Dataset records
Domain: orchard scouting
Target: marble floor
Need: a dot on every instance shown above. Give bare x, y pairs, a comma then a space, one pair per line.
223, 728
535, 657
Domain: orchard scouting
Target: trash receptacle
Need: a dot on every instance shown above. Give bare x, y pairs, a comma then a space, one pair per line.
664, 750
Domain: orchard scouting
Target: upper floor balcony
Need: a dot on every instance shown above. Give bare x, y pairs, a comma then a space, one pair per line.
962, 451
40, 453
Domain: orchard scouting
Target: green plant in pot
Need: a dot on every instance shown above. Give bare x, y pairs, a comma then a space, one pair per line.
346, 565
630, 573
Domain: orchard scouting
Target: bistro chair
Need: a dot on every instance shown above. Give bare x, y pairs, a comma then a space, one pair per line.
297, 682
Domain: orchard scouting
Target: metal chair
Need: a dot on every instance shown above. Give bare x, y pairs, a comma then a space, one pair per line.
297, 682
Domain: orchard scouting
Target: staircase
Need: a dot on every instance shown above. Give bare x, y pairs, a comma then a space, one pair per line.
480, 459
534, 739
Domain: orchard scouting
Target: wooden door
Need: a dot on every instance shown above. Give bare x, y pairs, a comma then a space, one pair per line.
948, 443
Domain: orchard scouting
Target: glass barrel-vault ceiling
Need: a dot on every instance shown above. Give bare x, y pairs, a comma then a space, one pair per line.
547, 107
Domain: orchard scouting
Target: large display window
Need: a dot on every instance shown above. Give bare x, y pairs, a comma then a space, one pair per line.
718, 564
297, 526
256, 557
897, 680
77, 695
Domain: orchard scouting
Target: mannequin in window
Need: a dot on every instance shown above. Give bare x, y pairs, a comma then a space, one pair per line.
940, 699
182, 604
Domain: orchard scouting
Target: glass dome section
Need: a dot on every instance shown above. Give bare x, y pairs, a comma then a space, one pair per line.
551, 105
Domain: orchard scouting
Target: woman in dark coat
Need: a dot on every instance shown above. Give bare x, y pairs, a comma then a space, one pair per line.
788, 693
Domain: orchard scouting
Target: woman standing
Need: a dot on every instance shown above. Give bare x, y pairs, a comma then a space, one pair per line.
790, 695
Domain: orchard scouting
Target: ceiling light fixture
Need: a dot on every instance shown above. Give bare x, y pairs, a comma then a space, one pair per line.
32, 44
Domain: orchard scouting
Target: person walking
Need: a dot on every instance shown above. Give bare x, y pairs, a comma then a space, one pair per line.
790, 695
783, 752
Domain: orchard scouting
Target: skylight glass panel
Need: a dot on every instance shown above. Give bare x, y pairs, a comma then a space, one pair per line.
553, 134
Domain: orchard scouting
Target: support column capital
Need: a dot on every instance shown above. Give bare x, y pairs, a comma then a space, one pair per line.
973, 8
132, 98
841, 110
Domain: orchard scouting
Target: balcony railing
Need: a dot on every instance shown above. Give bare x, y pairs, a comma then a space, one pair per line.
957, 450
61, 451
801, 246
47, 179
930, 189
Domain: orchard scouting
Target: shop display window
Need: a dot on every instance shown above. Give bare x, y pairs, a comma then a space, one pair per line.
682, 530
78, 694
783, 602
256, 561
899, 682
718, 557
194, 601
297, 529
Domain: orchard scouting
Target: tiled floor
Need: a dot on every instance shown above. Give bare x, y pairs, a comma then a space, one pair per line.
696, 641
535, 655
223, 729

The problem: Please state only how many lines in the data above contain the word "glass".

Expected answer: 3